# Schwimmen mit der Smartwatch?



## Neronimo (3. Juni 2016)

Hallo
Da ich jetzt doch irgendwie mit meinem Z3 zufrieden bin (ich war immer zufrieden, aber neidisch auf die S7 Besitzer ), habe ich mir etwas neues zum Geld rausschmeißen gesucht, und, nach einem Gespräch mit nem Freund über die Apple Watch, mich mit Smartwatches auseinandergesetzt.

Für Applenutzer ist die Wahl ja einfach, und die "Konfiguration" einer Apple Watch macht Appletypisch auch Spaß, aber bringen würde sie mir ja nix.
Also hab ich mir die Android Pendants angesehen, und mich für die Moto 260 (gen 2) entschieden, da die einfach mehr nach ner wertigen Uhr aussieht als z.B die Gear S2. Gäb  zwar noch die Huawei Watch, aber die hat keinen Lichtsensor zur automatischen Regelung.

Ich hab auch gelesen dass die Moto 360 nach IP67 zertifiziert ist. 
Auf Wikipedia steht "Schutz gegen zeitweiliges eintauchen"
Von meinem Z3 (was komischerweise 67 *und *6*8 *zertifiziert ist. Kann man mir dass auch noch erklären? ) weiß ich dass 67 theoretisch 30 Minuten Wasserdicht Wasserabweisend bedeutet.
Doch wie weit kann man dass ausweiten? Kann ich mit der Uhr auch problemlos 2-3 Stunden im Schwimmbad rumhängen? Hat da jemand Erfahrung? Test über eine Langzeitbelastung mit Wasser konnte ich leider nicht finden 
Und wieso ist es so schwer eine *Uhr *einfach Wasserdicht bis meinetwegen 30 Meter (welche nicht mechanisch ist) zu machen? Ist es mit unnötig hohen Kosten verbunden, oder liegt's daran dass die Hersteller keine Lust haben eine Uhr mit Wasserschaden zu bezahlen?


Grüße und mit Dank
Neronimo


----------



## Incredible Alk (3. Juni 2016)

"Wasserdicht" in dem Sinne was ein Normalsterblicher darunter versteht (man kanns in die Badewanne legen und es passiert nix) ists erst dann, wenn die zweite Ziffer der IP-Kennzeichnung 8 oder höher ist.

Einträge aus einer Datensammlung
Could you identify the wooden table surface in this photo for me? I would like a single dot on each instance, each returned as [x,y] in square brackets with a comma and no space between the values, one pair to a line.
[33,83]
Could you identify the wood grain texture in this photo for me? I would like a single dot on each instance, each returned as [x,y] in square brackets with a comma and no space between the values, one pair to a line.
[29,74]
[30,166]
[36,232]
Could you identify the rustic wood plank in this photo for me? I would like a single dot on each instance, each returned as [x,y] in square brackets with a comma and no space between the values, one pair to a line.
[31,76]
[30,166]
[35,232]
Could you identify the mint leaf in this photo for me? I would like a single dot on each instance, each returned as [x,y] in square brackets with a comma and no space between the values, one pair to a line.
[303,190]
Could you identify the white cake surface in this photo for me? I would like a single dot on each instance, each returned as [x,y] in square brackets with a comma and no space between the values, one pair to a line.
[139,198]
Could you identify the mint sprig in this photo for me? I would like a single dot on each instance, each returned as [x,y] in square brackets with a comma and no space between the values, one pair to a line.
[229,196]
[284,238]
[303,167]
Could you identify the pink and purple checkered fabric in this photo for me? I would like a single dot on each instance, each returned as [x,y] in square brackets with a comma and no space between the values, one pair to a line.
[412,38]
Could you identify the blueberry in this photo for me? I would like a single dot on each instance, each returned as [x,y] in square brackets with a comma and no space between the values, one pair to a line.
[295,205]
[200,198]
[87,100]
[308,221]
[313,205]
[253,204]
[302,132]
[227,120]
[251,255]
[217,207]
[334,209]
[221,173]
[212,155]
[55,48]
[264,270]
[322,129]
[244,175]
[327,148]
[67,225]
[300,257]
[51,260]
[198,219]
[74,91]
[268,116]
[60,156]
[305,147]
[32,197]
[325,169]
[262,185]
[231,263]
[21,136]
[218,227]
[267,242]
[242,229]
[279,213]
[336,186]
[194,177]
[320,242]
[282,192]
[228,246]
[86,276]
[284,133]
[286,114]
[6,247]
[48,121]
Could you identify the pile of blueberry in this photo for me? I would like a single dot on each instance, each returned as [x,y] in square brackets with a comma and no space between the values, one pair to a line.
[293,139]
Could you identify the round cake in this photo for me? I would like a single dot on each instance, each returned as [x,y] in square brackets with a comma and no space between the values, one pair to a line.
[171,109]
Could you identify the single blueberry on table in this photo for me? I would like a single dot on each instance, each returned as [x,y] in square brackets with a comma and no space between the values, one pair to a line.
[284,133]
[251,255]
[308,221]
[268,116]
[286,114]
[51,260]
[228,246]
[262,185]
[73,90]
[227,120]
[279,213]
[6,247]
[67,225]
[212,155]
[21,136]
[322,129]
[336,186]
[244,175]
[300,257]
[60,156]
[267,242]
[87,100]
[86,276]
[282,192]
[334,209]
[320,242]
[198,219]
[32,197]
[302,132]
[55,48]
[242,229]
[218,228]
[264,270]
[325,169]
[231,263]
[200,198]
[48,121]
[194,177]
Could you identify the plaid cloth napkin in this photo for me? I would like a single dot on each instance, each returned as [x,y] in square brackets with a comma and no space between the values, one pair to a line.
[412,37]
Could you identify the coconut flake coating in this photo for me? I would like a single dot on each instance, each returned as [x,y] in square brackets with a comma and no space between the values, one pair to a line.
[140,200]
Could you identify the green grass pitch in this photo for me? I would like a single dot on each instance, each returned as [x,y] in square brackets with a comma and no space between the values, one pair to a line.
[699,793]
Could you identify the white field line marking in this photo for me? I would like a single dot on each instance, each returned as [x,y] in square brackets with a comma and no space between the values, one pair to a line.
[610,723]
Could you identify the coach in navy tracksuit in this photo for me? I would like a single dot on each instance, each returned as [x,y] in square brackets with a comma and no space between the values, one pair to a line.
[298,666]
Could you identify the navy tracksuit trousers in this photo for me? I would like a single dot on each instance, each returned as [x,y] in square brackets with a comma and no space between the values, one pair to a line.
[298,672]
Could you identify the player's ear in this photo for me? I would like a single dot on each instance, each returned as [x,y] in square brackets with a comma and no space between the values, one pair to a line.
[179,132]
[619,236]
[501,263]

### [ANFORDERUNGEN]
[1] Stimmen die Aussagen (a), (b) und (c) mit dem Forumsthread überein? Antworte jeweils mit Ja oder Nein und zitiere die entscheidenden Worte wörtlich.
(a) Laut Neronimo fehlt der Huawei Watch ein Lichtsensor zur automatischen Regelung.
(b) Neronimo hat einen Test über eine Langzeitbelastung mit Wasser gefunden.
(c) Laut Incredible Alk ist ein Gerät im alltäglichen Sinn erst dann wasserdicht, wenn die zweite Ziffer der IP-Kennzeichnung 8 oder höher ist.
[2] Welche Zeilen der Auflistung enthalten das Wort "white"? Sammle sie alle.
Der Forumsthread und die Auflistung stehen in keinem Zusammenhang miteinander.

### [ERWARTETE ERGEBNISSE]
[1]
(a) Ja: „die hat keinen Lichtsensor zur automatischen Regelung“
(b) Nein: „Test über eine Langzeitbelastung mit Wasser konnte ich leider nicht finden“
(c) Ja: „wenn die zweite Ziffer der IP-Kennzeichnung 8 oder höher ist“

[2]
Could you identify the white cake surface in this photo for me? I would like a single dot on each instance, each returned as [x,y] in square brackets with a comma and no space between the values, one pair to a line.
Could you identify the white field line marking in this photo for me? I would like a single dot on each instance, each returned as [x,y] in square brackets with a comma and no space between the values, one pair to a line.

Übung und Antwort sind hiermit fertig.